Some records:
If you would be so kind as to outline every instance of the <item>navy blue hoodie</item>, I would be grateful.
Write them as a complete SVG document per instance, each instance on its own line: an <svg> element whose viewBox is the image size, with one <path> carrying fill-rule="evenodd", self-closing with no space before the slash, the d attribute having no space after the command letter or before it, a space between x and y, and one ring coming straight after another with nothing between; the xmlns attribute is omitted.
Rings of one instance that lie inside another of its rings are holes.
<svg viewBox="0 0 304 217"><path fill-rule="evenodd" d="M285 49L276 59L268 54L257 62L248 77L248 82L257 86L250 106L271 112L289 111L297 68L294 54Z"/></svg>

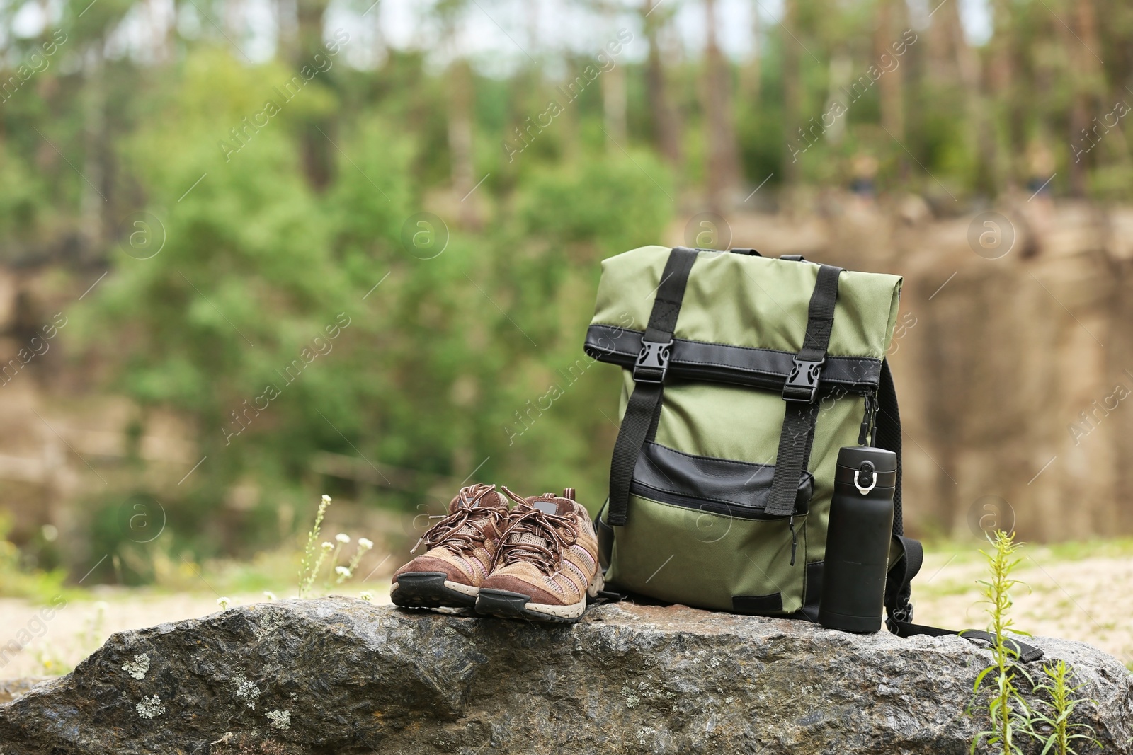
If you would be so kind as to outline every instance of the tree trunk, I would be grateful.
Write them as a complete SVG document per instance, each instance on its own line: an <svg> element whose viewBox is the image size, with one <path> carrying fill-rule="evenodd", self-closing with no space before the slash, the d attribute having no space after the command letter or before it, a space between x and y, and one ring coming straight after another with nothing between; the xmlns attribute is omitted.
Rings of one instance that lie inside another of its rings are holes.
<svg viewBox="0 0 1133 755"><path fill-rule="evenodd" d="M449 70L449 160L452 189L460 203L460 222L466 228L479 228L479 203L469 196L476 187L472 161L472 70L466 59L452 63Z"/></svg>
<svg viewBox="0 0 1133 755"><path fill-rule="evenodd" d="M83 103L83 181L80 213L84 255L90 258L102 246L103 214L107 199L103 181L102 144L105 130L105 61L102 51L105 41L95 40L86 50L86 86Z"/></svg>
<svg viewBox="0 0 1133 755"><path fill-rule="evenodd" d="M783 161L783 180L787 187L799 183L799 161L791 145L798 141L802 118L802 80L799 75L799 43L795 42L798 0L783 0L783 122L786 123L787 157Z"/></svg>
<svg viewBox="0 0 1133 755"><path fill-rule="evenodd" d="M1073 31L1062 26L1063 44L1070 53L1071 84L1074 98L1070 112L1070 191L1075 197L1087 195L1087 169L1096 164L1088 154L1093 148L1090 110L1098 104L1104 91L1104 72L1093 57L1098 50L1098 29L1092 0L1076 0L1070 19Z"/></svg>
<svg viewBox="0 0 1133 755"><path fill-rule="evenodd" d="M904 5L904 3L902 3ZM898 26L898 9L894 0L881 0L878 8L877 26L874 29L874 60L885 71L878 81L878 94L881 102L881 126L898 144L894 145L897 155L898 173L902 182L909 177L909 160L905 153L905 105L902 92L902 66L895 61L891 45L901 37ZM896 65L894 65L896 62Z"/></svg>
<svg viewBox="0 0 1133 755"><path fill-rule="evenodd" d="M759 104L760 88L763 86L763 44L760 37L759 3L751 8L751 60L740 72L740 92L742 96L751 102L752 106Z"/></svg>
<svg viewBox="0 0 1133 755"><path fill-rule="evenodd" d="M329 0L297 0L298 40L292 66L300 69L323 48L323 15ZM313 65L313 63L312 63ZM307 182L322 190L331 182L332 145L329 143L331 122L326 118L313 118L303 129L303 164Z"/></svg>
<svg viewBox="0 0 1133 755"><path fill-rule="evenodd" d="M964 38L964 28L960 22L960 6L946 2L935 15L944 28L948 53L953 55L953 66L960 76L960 86L964 91L964 110L968 149L974 154L976 174L973 183L980 194L995 194L996 144L988 114L987 96L985 94L982 65L976 51ZM936 22L934 22L935 25Z"/></svg>
<svg viewBox="0 0 1133 755"><path fill-rule="evenodd" d="M602 75L602 110L606 147L611 154L620 153L620 145L625 144L625 70L616 63Z"/></svg>
<svg viewBox="0 0 1133 755"><path fill-rule="evenodd" d="M705 0L707 40L705 45L705 123L708 136L708 206L714 213L727 209L730 195L739 183L739 149L732 122L731 76L716 43L716 2Z"/></svg>
<svg viewBox="0 0 1133 755"><path fill-rule="evenodd" d="M665 65L662 58L657 33L662 25L662 11L656 10L656 0L644 0L641 3L641 23L645 27L646 41L649 44L649 57L646 59L646 93L649 97L649 112L653 117L653 136L657 151L671 165L681 164L680 129L676 112L668 100L666 89Z"/></svg>

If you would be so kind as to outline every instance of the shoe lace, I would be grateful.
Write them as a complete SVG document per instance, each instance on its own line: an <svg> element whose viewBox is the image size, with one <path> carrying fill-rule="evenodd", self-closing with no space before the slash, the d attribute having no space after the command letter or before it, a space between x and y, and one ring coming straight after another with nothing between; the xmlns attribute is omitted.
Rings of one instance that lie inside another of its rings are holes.
<svg viewBox="0 0 1133 755"><path fill-rule="evenodd" d="M525 509L512 509L508 527L503 531L500 563L506 566L527 561L550 574L557 568L562 551L578 542L578 523L572 516L547 514L535 508L508 488L502 490L512 500L523 504Z"/></svg>
<svg viewBox="0 0 1133 755"><path fill-rule="evenodd" d="M497 506L477 506L484 496L495 490L494 484L477 483L460 489L457 496L462 506L453 513L441 516L441 521L431 526L417 540L409 552L414 554L421 544L431 550L441 544L455 546L458 550L471 550L484 540L484 530L488 524L500 529L500 522L505 512ZM435 517L429 517L435 518Z"/></svg>

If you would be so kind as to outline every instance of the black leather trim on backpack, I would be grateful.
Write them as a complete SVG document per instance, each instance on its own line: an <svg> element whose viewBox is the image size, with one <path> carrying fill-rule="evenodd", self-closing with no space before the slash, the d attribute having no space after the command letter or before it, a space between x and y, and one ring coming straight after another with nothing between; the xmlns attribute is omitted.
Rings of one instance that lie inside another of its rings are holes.
<svg viewBox="0 0 1133 755"><path fill-rule="evenodd" d="M778 614L783 610L782 593L773 592L769 595L733 595L732 610L736 614Z"/></svg>
<svg viewBox="0 0 1133 755"><path fill-rule="evenodd" d="M612 526L625 524L633 467L637 466L641 446L653 439L657 429L673 331L684 300L684 286L698 254L695 249L675 247L668 252L661 283L657 284L649 325L641 336L641 351L633 364L633 393L625 404L610 463L610 507L606 521Z"/></svg>
<svg viewBox="0 0 1133 755"><path fill-rule="evenodd" d="M632 368L641 353L640 331L613 325L591 325L586 332L586 353L602 362ZM713 380L782 392L795 354L774 349L733 346L723 343L673 338L668 374L674 378ZM842 391L872 393L881 379L881 360L868 357L827 357L819 376L818 395Z"/></svg>
<svg viewBox="0 0 1133 755"><path fill-rule="evenodd" d="M838 298L841 267L819 265L815 290L807 308L807 332L802 349L794 357L791 375L783 386L786 409L780 432L778 453L775 456L775 481L767 513L789 516L794 508L799 478L810 461L815 441L815 422L818 420L818 388L826 367L826 348L834 327L834 306Z"/></svg>
<svg viewBox="0 0 1133 755"><path fill-rule="evenodd" d="M823 597L823 572L825 561L813 561L807 564L807 590L802 595L802 608L799 609L800 618L808 621L818 621L818 603Z"/></svg>
<svg viewBox="0 0 1133 755"><path fill-rule="evenodd" d="M656 443L646 443L633 469L633 495L735 518L778 518L764 511L770 500L775 467L713 456L693 456ZM803 472L795 498L795 515L806 514L815 490L815 475Z"/></svg>
<svg viewBox="0 0 1133 755"><path fill-rule="evenodd" d="M877 406L875 445L897 455L896 490L893 491L893 534L902 535L905 532L905 522L901 511L901 411L897 409L897 389L893 385L893 372L889 370L887 359L881 361Z"/></svg>

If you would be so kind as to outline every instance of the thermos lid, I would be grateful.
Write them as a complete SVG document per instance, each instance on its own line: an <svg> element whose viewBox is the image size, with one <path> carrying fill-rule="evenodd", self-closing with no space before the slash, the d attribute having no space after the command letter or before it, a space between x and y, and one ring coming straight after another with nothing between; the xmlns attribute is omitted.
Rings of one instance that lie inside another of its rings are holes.
<svg viewBox="0 0 1133 755"><path fill-rule="evenodd" d="M896 472L897 455L874 446L843 446L838 449L838 466L858 469L862 462L872 462L877 472Z"/></svg>

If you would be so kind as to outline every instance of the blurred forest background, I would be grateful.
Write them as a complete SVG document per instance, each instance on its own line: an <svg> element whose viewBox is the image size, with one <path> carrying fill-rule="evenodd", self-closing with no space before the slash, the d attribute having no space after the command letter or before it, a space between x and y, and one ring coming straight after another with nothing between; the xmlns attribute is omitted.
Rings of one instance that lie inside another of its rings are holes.
<svg viewBox="0 0 1133 755"><path fill-rule="evenodd" d="M906 277L919 534L1133 533L1131 86L1123 0L5 0L0 556L596 509L598 261L654 242Z"/></svg>

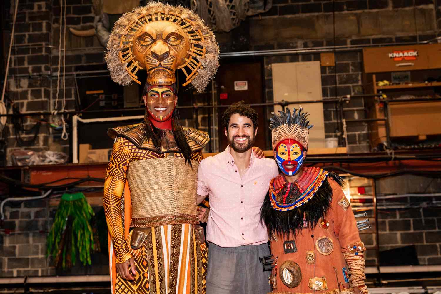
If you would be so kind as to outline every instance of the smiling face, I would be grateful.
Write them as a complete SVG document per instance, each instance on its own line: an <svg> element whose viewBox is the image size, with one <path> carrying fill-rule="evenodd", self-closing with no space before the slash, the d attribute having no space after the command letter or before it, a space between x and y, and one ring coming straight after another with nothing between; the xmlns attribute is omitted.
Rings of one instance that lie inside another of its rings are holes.
<svg viewBox="0 0 441 294"><path fill-rule="evenodd" d="M239 153L245 152L251 148L257 134L257 128L254 130L251 120L239 113L231 116L228 129L225 129L230 146Z"/></svg>
<svg viewBox="0 0 441 294"><path fill-rule="evenodd" d="M136 59L147 69L147 82L171 85L175 71L185 64L190 48L188 37L179 26L167 21L149 22L133 38L132 49Z"/></svg>
<svg viewBox="0 0 441 294"><path fill-rule="evenodd" d="M285 139L277 145L274 157L284 174L292 176L299 171L303 163L303 149L302 145L292 139Z"/></svg>
<svg viewBox="0 0 441 294"><path fill-rule="evenodd" d="M164 122L172 117L178 97L167 87L153 87L143 96L149 115L158 122Z"/></svg>

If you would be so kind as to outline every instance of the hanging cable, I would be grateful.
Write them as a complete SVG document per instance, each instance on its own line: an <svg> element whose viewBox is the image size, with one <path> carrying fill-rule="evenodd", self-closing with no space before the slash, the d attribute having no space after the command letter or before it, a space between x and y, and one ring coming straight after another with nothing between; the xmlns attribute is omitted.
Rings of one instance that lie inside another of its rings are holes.
<svg viewBox="0 0 441 294"><path fill-rule="evenodd" d="M64 22L64 28L63 33L63 104L61 107L61 111L63 112L66 108L66 9L67 7L66 3L66 0L64 0L64 13L63 15L63 20ZM61 27L60 26L60 31L61 31ZM61 133L61 138L64 141L67 140L69 138L67 132L66 130L66 121L64 120L64 115L61 115L61 123L63 124L63 131Z"/></svg>
<svg viewBox="0 0 441 294"><path fill-rule="evenodd" d="M11 51L12 48L14 41L14 33L15 29L15 21L17 19L17 11L19 7L19 0L15 3L15 8L14 11L14 20L12 22L12 30L11 32L11 41L9 42L9 50L7 53L7 61L6 62L6 71L4 73L4 80L3 81L3 89L1 93L1 100L0 100L0 114L6 114L6 107L4 104L4 93L6 89L6 82L7 82L7 74L9 72L9 61L11 60ZM0 132L3 130L6 124L6 116L0 117Z"/></svg>
<svg viewBox="0 0 441 294"><path fill-rule="evenodd" d="M58 38L58 67L57 71L56 95L55 97L55 105L52 114L56 115L58 108L58 94L60 93L60 73L61 70L61 26L63 25L63 0L60 0L60 33Z"/></svg>
<svg viewBox="0 0 441 294"><path fill-rule="evenodd" d="M4 204L8 201L25 201L26 200L36 200L41 199L47 196L52 192L52 190L49 190L45 193L43 193L39 196L34 196L29 197L9 197L5 199L4 199L0 203L0 214L1 215L1 219L4 220L4 213L3 212L3 207Z"/></svg>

STATED PROBLEM: Copy the part of the material that opens with the line containing "background, I would be grateful." and closes with the line containing "277L919 534L1133 533L1131", including both of those lines, character for character.

RESULT BELOW:
If you would be so kind as to outline every instance of the blurred forest background, I would be grateful.
Write them as a complete SVG document per instance, each instance on its own line: an <svg> element whose viewBox is the image size, with one <path> carrying fill-rule="evenodd", self-closing with no space before the slash, the d attribute having no space after the command letter or before it, a space between x and y, and one ring coming straight after another with nothing between; the xmlns attribute is omitted.
Rings of one instance that lie inside another of its rings are holes.
<svg viewBox="0 0 1133 755"><path fill-rule="evenodd" d="M906 277L919 534L1133 533L1131 86L1123 0L5 0L0 556L596 509L598 261L654 242Z"/></svg>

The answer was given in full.